(Pointing records)
★ ★ ★ ★ ★ ★ ★

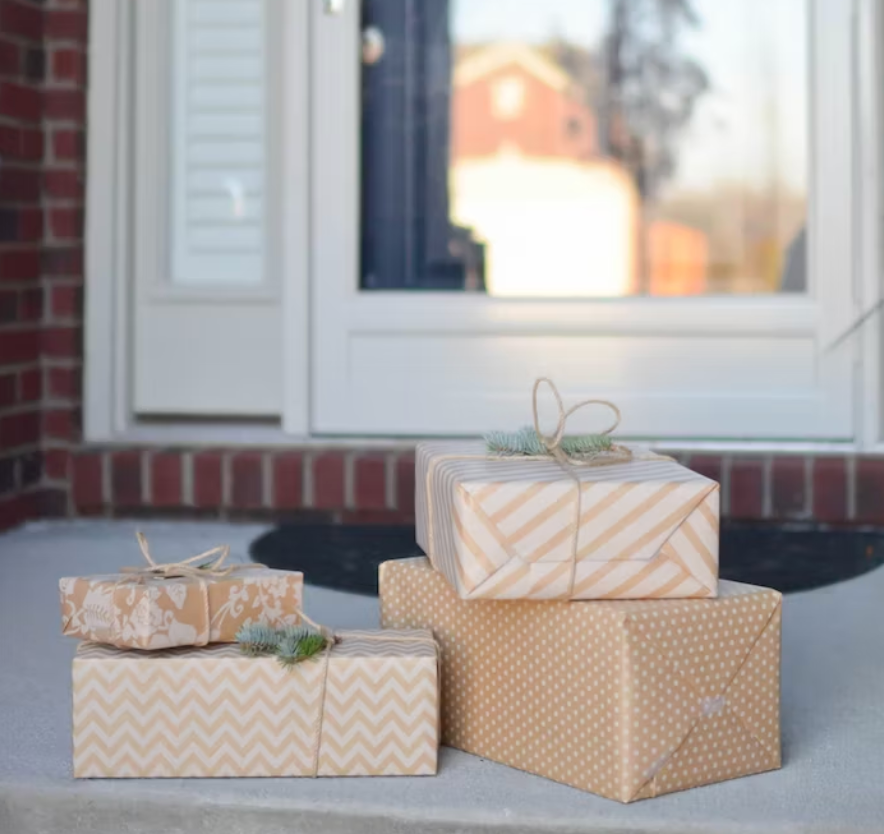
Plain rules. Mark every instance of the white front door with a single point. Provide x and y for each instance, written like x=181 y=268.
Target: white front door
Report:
x=649 y=202
x=208 y=335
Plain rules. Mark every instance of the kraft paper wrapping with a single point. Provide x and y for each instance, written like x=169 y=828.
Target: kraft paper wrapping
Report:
x=158 y=613
x=205 y=712
x=504 y=528
x=627 y=699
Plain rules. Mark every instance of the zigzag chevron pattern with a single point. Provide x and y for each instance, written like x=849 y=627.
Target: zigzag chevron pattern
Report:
x=210 y=711
x=505 y=529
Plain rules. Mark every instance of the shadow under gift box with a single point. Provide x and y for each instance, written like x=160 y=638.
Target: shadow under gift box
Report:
x=528 y=528
x=370 y=707
x=626 y=699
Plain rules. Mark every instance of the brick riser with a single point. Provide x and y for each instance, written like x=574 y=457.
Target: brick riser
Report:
x=378 y=486
x=44 y=469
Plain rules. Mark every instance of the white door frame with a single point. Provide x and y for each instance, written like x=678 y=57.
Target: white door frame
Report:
x=116 y=57
x=107 y=349
x=344 y=404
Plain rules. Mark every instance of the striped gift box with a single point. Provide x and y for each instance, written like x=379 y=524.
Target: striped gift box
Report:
x=515 y=528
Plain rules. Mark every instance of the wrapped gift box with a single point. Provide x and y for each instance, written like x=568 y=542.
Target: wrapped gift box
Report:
x=627 y=699
x=367 y=708
x=505 y=528
x=153 y=612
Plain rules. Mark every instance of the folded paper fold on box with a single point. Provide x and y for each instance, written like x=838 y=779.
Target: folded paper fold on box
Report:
x=627 y=699
x=370 y=707
x=515 y=528
x=153 y=612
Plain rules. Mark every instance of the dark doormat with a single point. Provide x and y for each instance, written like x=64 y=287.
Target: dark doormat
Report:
x=786 y=557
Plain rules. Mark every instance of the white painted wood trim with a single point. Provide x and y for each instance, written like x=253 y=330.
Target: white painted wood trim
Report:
x=869 y=29
x=293 y=88
x=125 y=77
x=106 y=229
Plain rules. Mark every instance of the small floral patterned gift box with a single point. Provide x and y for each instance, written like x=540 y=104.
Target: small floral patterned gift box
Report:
x=181 y=604
x=628 y=699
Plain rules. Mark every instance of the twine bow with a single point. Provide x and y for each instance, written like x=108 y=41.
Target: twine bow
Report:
x=553 y=442
x=324 y=657
x=194 y=568
x=553 y=448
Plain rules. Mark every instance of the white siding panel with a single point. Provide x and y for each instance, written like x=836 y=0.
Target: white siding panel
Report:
x=218 y=143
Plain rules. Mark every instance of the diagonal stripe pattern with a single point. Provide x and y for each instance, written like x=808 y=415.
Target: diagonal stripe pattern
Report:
x=505 y=528
x=209 y=711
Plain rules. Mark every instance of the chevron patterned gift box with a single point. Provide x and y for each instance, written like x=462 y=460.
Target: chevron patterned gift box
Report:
x=628 y=699
x=533 y=528
x=367 y=707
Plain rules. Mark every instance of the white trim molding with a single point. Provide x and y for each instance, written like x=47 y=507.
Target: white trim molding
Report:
x=127 y=246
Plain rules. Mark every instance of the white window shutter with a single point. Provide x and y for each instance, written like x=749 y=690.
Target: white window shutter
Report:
x=218 y=142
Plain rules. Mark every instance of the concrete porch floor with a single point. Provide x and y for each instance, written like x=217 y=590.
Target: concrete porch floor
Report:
x=833 y=727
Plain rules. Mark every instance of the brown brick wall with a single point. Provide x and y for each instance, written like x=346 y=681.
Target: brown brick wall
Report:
x=44 y=467
x=42 y=113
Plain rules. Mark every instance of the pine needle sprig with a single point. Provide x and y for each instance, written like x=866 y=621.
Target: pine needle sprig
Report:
x=257 y=639
x=290 y=645
x=524 y=442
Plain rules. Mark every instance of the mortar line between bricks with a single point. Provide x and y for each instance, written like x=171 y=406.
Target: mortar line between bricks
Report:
x=390 y=481
x=307 y=497
x=15 y=451
x=186 y=464
x=725 y=494
x=106 y=487
x=767 y=486
x=267 y=496
x=349 y=475
x=808 y=487
x=850 y=467
x=146 y=461
x=226 y=482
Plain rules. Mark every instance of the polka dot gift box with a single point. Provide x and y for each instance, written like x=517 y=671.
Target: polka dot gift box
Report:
x=628 y=699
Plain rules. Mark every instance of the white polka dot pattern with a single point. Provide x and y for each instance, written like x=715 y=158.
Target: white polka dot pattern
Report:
x=627 y=699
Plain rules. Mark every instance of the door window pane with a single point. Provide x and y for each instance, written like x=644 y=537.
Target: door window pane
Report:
x=218 y=142
x=581 y=148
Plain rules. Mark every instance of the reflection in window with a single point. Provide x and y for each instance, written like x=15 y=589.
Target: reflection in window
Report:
x=581 y=148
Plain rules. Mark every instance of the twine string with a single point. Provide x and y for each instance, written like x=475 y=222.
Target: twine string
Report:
x=553 y=446
x=194 y=568
x=331 y=640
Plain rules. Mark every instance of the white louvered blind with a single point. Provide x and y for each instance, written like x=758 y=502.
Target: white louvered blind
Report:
x=218 y=142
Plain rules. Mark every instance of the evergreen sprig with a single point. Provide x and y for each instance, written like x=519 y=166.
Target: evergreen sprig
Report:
x=289 y=645
x=525 y=442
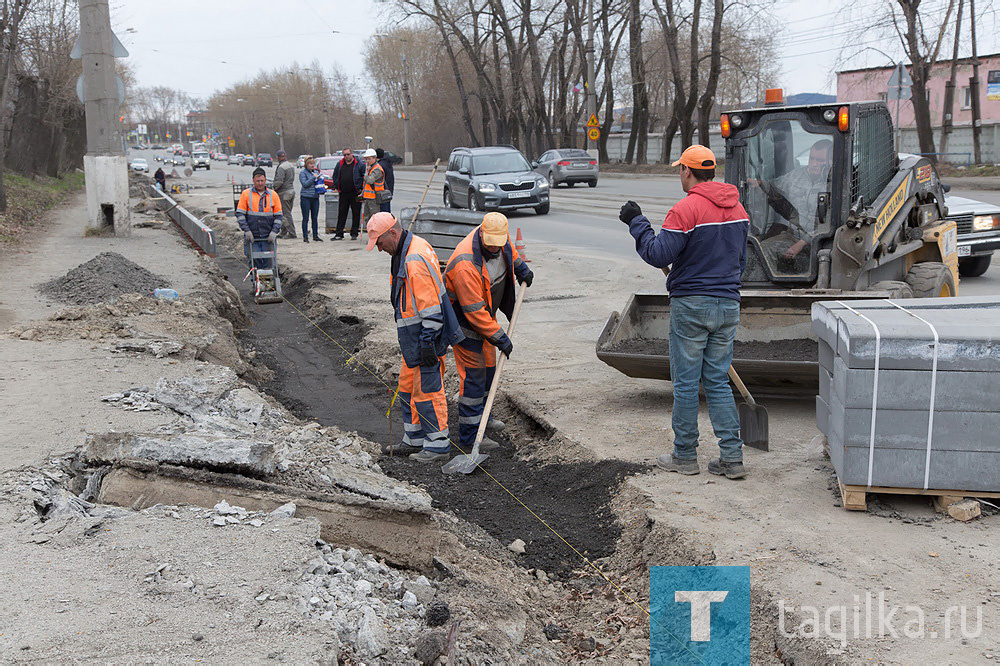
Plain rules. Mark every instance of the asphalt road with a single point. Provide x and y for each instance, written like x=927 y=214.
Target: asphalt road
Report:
x=584 y=220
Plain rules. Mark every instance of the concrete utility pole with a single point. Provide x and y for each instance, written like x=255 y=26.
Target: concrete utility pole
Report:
x=977 y=121
x=407 y=155
x=591 y=95
x=105 y=165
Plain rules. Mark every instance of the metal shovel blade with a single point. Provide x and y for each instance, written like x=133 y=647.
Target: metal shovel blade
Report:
x=753 y=425
x=465 y=463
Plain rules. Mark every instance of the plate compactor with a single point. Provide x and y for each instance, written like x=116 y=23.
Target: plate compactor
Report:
x=266 y=281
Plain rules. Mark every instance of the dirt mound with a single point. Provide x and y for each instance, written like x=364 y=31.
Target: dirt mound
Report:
x=104 y=278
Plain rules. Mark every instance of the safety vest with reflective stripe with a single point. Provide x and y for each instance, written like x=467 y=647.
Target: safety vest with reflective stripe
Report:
x=371 y=189
x=424 y=317
x=259 y=212
x=468 y=283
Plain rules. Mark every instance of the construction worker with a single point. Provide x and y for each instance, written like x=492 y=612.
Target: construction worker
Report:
x=426 y=326
x=480 y=280
x=259 y=216
x=373 y=194
x=704 y=238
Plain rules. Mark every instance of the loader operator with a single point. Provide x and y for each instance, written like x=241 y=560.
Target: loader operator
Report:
x=259 y=216
x=426 y=326
x=480 y=280
x=704 y=237
x=795 y=196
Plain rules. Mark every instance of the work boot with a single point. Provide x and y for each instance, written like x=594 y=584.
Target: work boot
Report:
x=400 y=449
x=672 y=464
x=731 y=470
x=488 y=444
x=495 y=425
x=429 y=456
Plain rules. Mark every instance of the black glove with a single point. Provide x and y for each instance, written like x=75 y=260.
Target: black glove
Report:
x=629 y=211
x=428 y=357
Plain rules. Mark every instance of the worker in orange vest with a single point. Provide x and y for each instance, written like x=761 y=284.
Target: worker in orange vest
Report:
x=426 y=326
x=480 y=280
x=374 y=193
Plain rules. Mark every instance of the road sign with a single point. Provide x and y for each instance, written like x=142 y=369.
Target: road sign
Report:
x=899 y=83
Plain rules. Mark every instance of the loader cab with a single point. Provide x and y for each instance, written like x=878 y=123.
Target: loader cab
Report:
x=799 y=170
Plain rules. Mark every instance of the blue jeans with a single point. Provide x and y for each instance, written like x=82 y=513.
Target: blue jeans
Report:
x=310 y=206
x=702 y=329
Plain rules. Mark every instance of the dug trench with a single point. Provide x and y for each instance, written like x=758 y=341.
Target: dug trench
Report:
x=587 y=503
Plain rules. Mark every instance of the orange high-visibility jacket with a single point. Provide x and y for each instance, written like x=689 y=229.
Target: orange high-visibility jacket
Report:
x=258 y=212
x=371 y=189
x=424 y=317
x=468 y=284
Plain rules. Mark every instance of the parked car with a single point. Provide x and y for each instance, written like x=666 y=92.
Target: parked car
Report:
x=567 y=165
x=201 y=160
x=978 y=233
x=493 y=178
x=326 y=164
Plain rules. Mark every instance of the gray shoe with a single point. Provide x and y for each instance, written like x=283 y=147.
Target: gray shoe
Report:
x=672 y=464
x=429 y=456
x=731 y=470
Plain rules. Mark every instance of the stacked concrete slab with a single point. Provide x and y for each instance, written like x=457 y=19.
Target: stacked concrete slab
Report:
x=964 y=450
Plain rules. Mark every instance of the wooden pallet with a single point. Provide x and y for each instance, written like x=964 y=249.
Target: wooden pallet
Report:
x=854 y=497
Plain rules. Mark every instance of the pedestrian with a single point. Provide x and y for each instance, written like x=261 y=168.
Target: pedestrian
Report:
x=374 y=192
x=349 y=181
x=284 y=185
x=480 y=281
x=312 y=189
x=259 y=216
x=425 y=326
x=704 y=241
x=390 y=179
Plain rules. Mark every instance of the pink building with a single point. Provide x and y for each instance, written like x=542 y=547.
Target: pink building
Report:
x=873 y=83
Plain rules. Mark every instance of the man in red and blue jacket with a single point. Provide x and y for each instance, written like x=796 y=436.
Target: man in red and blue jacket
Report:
x=703 y=241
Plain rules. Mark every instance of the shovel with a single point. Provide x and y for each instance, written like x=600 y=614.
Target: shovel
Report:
x=468 y=462
x=753 y=417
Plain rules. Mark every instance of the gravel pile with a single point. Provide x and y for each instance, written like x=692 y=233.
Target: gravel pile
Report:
x=104 y=278
x=375 y=609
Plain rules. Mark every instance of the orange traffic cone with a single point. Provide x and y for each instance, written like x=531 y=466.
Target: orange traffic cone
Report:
x=519 y=245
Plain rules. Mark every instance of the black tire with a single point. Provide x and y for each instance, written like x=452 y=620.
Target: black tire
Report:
x=974 y=266
x=931 y=279
x=895 y=288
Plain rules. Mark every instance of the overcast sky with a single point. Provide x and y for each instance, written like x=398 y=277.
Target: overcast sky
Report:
x=201 y=46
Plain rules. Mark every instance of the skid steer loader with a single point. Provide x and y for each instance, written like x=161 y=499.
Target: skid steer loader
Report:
x=835 y=214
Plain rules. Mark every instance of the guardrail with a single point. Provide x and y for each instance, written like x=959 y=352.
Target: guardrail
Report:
x=199 y=233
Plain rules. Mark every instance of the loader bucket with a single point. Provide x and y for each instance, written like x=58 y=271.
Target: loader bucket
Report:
x=775 y=350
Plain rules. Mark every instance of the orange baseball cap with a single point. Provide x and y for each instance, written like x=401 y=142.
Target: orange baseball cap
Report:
x=378 y=224
x=697 y=157
x=495 y=230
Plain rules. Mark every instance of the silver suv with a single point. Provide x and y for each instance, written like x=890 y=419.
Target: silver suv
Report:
x=494 y=178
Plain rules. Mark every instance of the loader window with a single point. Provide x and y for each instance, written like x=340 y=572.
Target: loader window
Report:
x=786 y=191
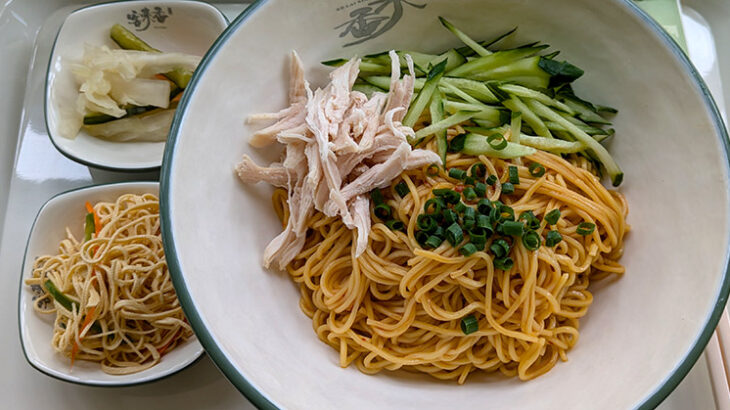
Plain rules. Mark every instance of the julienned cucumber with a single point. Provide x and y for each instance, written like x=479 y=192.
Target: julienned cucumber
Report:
x=424 y=96
x=518 y=92
x=476 y=144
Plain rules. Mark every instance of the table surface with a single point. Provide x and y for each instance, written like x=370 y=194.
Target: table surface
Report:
x=32 y=171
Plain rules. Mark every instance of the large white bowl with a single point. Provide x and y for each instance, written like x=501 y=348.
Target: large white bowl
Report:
x=643 y=332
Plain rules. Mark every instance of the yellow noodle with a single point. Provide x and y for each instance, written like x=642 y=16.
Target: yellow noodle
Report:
x=399 y=306
x=122 y=274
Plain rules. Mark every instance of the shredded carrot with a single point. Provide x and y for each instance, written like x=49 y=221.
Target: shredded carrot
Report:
x=97 y=224
x=74 y=350
x=164 y=348
x=87 y=322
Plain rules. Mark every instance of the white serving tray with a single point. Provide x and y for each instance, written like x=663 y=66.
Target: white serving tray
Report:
x=32 y=171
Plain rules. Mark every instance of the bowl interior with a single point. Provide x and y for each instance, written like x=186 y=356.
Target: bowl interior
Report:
x=36 y=330
x=171 y=26
x=642 y=333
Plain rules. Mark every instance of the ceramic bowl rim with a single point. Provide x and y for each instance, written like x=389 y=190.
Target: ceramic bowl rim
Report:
x=227 y=366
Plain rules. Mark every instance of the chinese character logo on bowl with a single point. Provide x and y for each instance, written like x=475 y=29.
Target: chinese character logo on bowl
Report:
x=145 y=17
x=372 y=19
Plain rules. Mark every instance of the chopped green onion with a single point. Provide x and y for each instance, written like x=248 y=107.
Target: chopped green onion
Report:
x=434 y=241
x=382 y=211
x=454 y=234
x=432 y=170
x=513 y=228
x=439 y=231
x=536 y=170
x=483 y=221
x=434 y=206
x=552 y=216
x=457 y=143
x=402 y=189
x=469 y=324
x=505 y=263
x=553 y=238
x=449 y=195
x=449 y=216
x=470 y=194
x=500 y=248
x=497 y=142
x=422 y=237
x=426 y=223
x=478 y=235
x=585 y=228
x=481 y=189
x=484 y=206
x=457 y=173
x=531 y=240
x=514 y=176
x=468 y=249
x=479 y=170
x=89 y=227
x=531 y=221
x=395 y=225
x=377 y=197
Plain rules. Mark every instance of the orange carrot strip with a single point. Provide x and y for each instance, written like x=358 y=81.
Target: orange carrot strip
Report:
x=97 y=224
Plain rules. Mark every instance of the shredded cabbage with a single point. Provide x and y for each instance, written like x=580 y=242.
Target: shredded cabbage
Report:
x=151 y=127
x=110 y=79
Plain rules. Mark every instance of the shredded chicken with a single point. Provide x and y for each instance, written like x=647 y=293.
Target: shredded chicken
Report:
x=340 y=145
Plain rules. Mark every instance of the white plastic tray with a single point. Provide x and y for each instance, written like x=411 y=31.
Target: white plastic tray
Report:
x=31 y=171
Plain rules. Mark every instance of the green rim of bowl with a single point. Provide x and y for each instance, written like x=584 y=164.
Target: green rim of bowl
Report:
x=47 y=91
x=225 y=364
x=21 y=287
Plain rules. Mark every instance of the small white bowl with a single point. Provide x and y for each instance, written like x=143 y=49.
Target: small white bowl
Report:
x=173 y=26
x=36 y=330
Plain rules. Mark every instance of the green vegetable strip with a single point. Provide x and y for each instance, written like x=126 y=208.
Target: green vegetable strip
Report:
x=62 y=299
x=478 y=145
x=436 y=109
x=461 y=94
x=493 y=61
x=614 y=172
x=516 y=105
x=424 y=96
x=535 y=95
x=442 y=125
x=465 y=39
x=469 y=324
x=89 y=227
x=515 y=126
x=128 y=41
x=554 y=145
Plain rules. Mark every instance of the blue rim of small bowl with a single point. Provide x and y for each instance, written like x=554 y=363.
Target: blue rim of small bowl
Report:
x=200 y=354
x=46 y=91
x=226 y=365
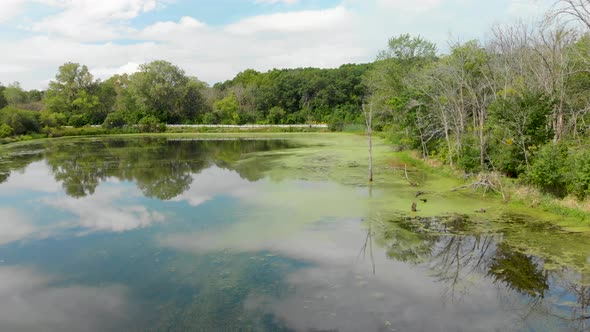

★ ★ ★ ★ ★ ★ ★

▸ Work to do
Format the lines above as a numbered list, leaving out any blank lines, starting at the line containing "Plain rules. Mark every instance of the man" and ending at the line containing "x=703 y=241".

▸ Reply to the exercise
1. Plain rules. Mark every instance of the man in red and blue jacket with a single point. Provide x and y for each instance, written like x=796 y=436.
2. Target: man in red and blue jacket
3. Report:
4. x=703 y=241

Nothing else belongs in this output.